▶ SUPPLIED MATERIAL
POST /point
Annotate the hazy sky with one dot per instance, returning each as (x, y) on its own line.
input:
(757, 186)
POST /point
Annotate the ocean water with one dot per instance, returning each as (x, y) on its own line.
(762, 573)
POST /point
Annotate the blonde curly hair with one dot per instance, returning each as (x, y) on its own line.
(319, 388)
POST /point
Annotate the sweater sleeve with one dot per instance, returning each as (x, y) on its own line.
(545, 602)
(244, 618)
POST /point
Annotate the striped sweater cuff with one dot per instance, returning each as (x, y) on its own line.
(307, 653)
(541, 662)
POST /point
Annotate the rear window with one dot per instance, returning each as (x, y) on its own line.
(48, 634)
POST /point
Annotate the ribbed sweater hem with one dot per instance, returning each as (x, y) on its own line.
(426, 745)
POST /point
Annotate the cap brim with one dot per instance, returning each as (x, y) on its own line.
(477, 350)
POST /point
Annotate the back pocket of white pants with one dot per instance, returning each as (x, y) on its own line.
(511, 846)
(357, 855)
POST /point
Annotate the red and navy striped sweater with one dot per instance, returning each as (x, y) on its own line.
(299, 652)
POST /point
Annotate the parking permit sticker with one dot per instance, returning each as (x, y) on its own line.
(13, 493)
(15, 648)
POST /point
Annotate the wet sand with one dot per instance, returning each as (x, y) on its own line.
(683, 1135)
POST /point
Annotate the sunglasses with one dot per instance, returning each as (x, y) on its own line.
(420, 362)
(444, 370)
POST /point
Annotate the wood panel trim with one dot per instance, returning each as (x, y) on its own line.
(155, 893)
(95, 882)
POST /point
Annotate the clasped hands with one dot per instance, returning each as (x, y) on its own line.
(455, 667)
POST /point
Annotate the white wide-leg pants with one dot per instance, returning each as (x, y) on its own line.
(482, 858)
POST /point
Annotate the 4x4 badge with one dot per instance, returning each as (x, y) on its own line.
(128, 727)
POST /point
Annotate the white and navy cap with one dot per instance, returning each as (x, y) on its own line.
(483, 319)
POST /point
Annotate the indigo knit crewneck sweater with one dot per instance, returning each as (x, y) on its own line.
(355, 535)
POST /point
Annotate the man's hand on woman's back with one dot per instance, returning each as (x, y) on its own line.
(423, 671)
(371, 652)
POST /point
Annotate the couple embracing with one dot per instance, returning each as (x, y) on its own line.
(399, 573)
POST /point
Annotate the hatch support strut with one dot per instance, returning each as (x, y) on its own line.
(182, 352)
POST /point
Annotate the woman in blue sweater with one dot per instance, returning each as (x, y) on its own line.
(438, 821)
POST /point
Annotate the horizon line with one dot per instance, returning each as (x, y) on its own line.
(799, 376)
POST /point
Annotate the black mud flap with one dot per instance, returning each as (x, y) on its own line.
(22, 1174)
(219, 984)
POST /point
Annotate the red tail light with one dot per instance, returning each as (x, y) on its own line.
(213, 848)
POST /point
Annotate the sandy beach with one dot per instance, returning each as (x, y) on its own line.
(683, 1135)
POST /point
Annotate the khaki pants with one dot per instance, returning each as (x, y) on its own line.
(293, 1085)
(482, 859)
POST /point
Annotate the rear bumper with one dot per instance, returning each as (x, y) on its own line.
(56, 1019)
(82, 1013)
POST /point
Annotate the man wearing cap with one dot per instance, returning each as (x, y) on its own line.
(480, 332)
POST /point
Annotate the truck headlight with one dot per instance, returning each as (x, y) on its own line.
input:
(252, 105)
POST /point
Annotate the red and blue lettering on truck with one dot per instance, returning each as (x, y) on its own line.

▶ AIM OF THE EXERCISE
The lines above should be duplicated exactly.

▶ TASK RESULT
POST /point
Annotate the hazy sky with one dot per instance, returning each as (x, y) on its own line.
input:
(757, 186)
POST /point
Annotate the ocean water with one dot per instance, returning each as (x, y) on its own line.
(762, 573)
POST /point
Annotate the blonde curly hair with one dot per instance, returning each as (x, y) on its own line.
(319, 388)
POST /point
Annotate the sweater sleeve with one dot per instance, returning each as (x, y) on its own line.
(545, 602)
(244, 618)
POST /point
Annotate the striped sweater cuff with one dot per instance, returning each as (x, y) on its own line.
(307, 653)
(541, 662)
POST /point
Annotate the rear window with one dot per instance, returning each as (x, y) on its own line.
(48, 634)
POST /point
Annotate the ribbed sweater hem with one dot per instance, returning each as (x, y) on its own line.
(426, 745)
POST /point
Annotate the cap brim with one dot per instance, returning each as (x, y) on its own line.
(477, 350)
POST /point
Annotate the back pocket of white pants with one dot per instance, returning each as (x, y) on its own line.
(511, 846)
(357, 855)
POST /point
Annotate the red and navy striped sweater with one dot per instance, returning each as (x, y) on its own line.
(299, 652)
POST /point
Annotate the parking permit sticker with one dot per instance, returning each as (x, y) on its own line.
(13, 493)
(15, 648)
POST /point
Annotate the wet sand with one dot per instance, returning each as (x, y) on its own line.
(683, 1135)
POST /point
Annotate the sunglasses with one dot per instance, returning each as (x, y) on its own line.
(420, 362)
(444, 370)
POST /point
Annotate the wood panel trim with one dot per instance, returning each as (x, y) on its own line.
(155, 893)
(95, 882)
POST /point
Annotate the clasped hands with one dot per instance, returning each as (x, y) on its own line.
(455, 667)
POST /point
Annotate the white wide-leg pants with one dot per instance, returning each as (x, y) on its own line.
(482, 858)
POST /point
Annotate the 4x4 badge with one dot per instance, returning each as (x, y) on its own line.
(128, 727)
POST /point
Annotate the white and navy cap with one dot per instance, returning each as (x, y) on its own line.
(483, 319)
POST /point
Annotate the indigo knit crewneck sweater with one dot per instance, returning each as (x, y) on its own line.
(355, 535)
POST /point
Annotate the man's hand on woman's back with one dot per instance, returning each as (x, y) on its own line.
(423, 671)
(371, 652)
POST /point
Annotate the couple embracing with one dot per instance, returning each as (x, y) on its own line.
(399, 573)
POST /point
Annotate the hatch support strut with one dot per instance, returning each as (x, y) on its own line.
(182, 352)
POST /point
Annotate the woman in blue sweater with one dot per instance, returning each as (x, y) on its own line.
(438, 821)
POST /point
Annotate the horizon line with one dot per instance, returning each as (x, y) on its own line.
(799, 376)
POST /point
Annotate the black mud flap with one dot per instance, returning each as (x, y) on its own line.
(22, 1174)
(219, 984)
POST /point
Annotate the red tail light with one dot per instance, returning each as (x, y) on its own line.
(213, 848)
POST /point
Annotate the sandy beach with one dot per instance, returning each as (x, y) on its own line.
(683, 1135)
POST /point
Annotate the khaki pants with one dot per instance, returning each as (x, y) on its own line.
(293, 1085)
(482, 859)
POST /point
Annotate the rear bumper with one dot per instance, returning each as (x, y) on its own line.
(56, 1019)
(82, 1013)
POST /point
Annotate the man wearing cap with one dot per instance, returning each as (x, y) on its own line.
(480, 332)
POST /point
Annotate the truck headlight with one dot per instance, returning each as (x, y) on its own line.
input:
(252, 105)
POST /point
Annotate the red and blue lettering on truck with one dot per instance, returning each as (x, y) on its own line.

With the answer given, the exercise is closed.